▸ Text provided:
* * * *
# We are thinking Venice



## PorknBeans (Nov 21, 2007)

So my brothers are discussing trailering our new Sea hunt 240 with a single 250 yamaha fourstroke to Venice and heading offshore from there in hopes of finding the local sportfish..tuna, wahoo,...we are all very confident in the boat but sportfish trolling is new for us. We were just planning on hitting the deep water and probably some rigs. Would people object to such an idea or does it make sense? any advice or comments would be much appreciated.


----------



## Head Kned (Mar 21, 2011)

When are you looking to go? I think your boat will be fine if you pick a calm weather window. I would wait till the summer.


----------



## PorknBeans (Nov 21, 2007)

thanks for the reply Kned. We were thinking about going around the first week of march, so about in a month. You advice will definitely be taken into consideration. We are just dying to make the move to the next level of fishing.


----------



## reeldog80 (Apr 27, 2009)

In that size boat, try to be as flexible as possible with when you are trying to go. Pick a time period that you want to go and start watching the weather when it gets close and be ready to go a little early of delay a few days so that you are able to get good weather. Don't make the drive if the weather is not looking good...
* * * *
▸ Things to do:
1/ According to the forum thread, what engine is on the new Sea Hunt 240?
2/ Write out everything in the forum thread from "# We are thinking" down to "(Mar 21, 2011)", substituting "marlin" for "tuna".
The records have no role in any of this.

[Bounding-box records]
* * * *
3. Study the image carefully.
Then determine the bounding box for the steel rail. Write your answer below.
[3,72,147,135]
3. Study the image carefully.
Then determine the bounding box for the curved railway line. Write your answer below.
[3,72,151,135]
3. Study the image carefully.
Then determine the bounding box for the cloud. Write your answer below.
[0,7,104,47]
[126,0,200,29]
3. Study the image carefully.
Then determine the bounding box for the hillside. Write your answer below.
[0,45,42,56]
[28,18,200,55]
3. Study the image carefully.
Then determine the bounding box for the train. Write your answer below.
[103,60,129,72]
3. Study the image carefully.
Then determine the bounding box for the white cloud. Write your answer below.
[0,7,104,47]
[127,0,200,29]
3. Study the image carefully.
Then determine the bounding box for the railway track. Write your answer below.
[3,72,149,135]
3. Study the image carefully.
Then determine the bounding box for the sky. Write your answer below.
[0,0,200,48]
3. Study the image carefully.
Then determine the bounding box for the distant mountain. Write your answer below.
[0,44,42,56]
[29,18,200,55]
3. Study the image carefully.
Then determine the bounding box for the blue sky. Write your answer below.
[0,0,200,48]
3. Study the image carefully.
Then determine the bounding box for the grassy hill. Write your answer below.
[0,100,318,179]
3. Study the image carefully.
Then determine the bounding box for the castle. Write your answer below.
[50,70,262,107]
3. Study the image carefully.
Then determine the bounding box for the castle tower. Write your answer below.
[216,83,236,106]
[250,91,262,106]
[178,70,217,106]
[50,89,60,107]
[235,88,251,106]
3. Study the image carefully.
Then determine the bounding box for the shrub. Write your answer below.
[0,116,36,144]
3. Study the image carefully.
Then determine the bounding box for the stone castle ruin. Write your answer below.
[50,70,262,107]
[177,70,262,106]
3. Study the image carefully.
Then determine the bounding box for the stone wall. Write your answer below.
* * * *
▸ Outputs:
1/ A single 250 Yamaha fourstroke.

2/
# We are thinking Venice



## PorknBeans (Nov 21, 2007)

So my brothers are discussing trailering our new Sea hunt 240 with a single 250 yamaha fourstroke to Venice and heading offshore from there in hopes of finding the local sportfish..marlin, wahoo,...we are all very confident in the boat but sportfish trolling is new for us. We were just planning on hitting the deep water and probably some rigs. Would people object to such an idea or does it make sense? any advice or comments would be much appreciated.


----------



## Head Kned (Mar 21, 2011)